--- START ---
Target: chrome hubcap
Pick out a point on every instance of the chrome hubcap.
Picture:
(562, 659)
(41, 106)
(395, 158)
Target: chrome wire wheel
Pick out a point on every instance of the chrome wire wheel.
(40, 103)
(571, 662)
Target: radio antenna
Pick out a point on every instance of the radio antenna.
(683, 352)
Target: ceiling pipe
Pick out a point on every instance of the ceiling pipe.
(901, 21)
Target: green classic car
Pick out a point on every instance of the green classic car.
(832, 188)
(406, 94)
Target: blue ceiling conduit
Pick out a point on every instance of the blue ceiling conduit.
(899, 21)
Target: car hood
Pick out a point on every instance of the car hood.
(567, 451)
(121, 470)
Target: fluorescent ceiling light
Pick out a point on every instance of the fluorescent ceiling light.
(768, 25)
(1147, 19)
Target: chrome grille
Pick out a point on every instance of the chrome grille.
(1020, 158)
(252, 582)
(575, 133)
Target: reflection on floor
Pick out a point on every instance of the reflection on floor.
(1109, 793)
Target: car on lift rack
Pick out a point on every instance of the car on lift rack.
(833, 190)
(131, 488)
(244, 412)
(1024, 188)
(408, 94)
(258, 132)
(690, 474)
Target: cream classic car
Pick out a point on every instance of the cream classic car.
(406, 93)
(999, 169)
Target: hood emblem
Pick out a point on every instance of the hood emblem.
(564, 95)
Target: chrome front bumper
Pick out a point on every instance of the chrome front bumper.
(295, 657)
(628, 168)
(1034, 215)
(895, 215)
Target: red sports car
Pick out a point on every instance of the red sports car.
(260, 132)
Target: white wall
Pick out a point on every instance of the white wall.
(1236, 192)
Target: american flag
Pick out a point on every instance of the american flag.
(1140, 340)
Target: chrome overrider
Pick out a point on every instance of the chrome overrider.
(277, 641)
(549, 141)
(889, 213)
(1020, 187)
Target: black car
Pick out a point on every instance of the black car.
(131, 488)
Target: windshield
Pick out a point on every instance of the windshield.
--- END ---
Restate the records above word for word, omitting nothing.

Exercise answer —
Target: chrome hubcap
Pick out a point on every instance of the chrome hubcap.
Picture:
(562, 659)
(41, 106)
(395, 158)
Target: chrome wire wheel
Pick out a point on every instance of the chrome wire wheel.
(40, 103)
(571, 662)
Target: radio antenna
Pick out a point on every instance of the radio antenna.
(683, 352)
Target: ceiling pipe
Pick out a point on every instance of the ceiling pipe.
(901, 21)
Target: green classic car
Pick out a point on every instance of the green classic car.
(832, 188)
(406, 94)
Target: blue ceiling conduit
Pick out a point on every instance of the blue ceiling conduit.
(899, 21)
Target: car hood
Pick out a point on every instance of the car hood.
(567, 451)
(121, 470)
Target: fluorescent ceiling light
Pick out a point on every instance of the fluorescent ceiling light.
(768, 25)
(1147, 19)
Target: chrome grille
Pick out a point on every instance of the chrome grille.
(1020, 158)
(252, 582)
(575, 133)
Target: reflection on floor
Pick out a point on every instance of the reflection on floor.
(1109, 793)
Target: car on lift rack
Pick out a point on every instance of the car on lift rack.
(833, 190)
(131, 488)
(244, 412)
(1024, 188)
(408, 94)
(258, 132)
(690, 474)
Target: cream classic car
Pick out a point on every instance of the cream classic car.
(406, 93)
(999, 169)
Target: hood emblem
Pick out a point on every instance of the hood emblem.
(564, 95)
Target: chrome front bumper
Pick out a point on every instance of the chrome front bumper.
(295, 657)
(628, 168)
(1034, 215)
(895, 215)
Target: red sports car
Pick out a point on every instance of the red sports car.
(260, 132)
Target: white wall
Pick out a point on every instance of the white wall.
(1236, 192)
Target: american flag
Pick out a point on every instance of the american flag.
(1140, 340)
Target: chrome overrider
Pick out a point on every instance of the chrome overrider.
(277, 641)
(549, 141)
(889, 213)
(1020, 187)
Target: black car
Pick out a point on every instance of the black car.
(131, 488)
Target: windshield
Pick out a point on every instance of the windshield.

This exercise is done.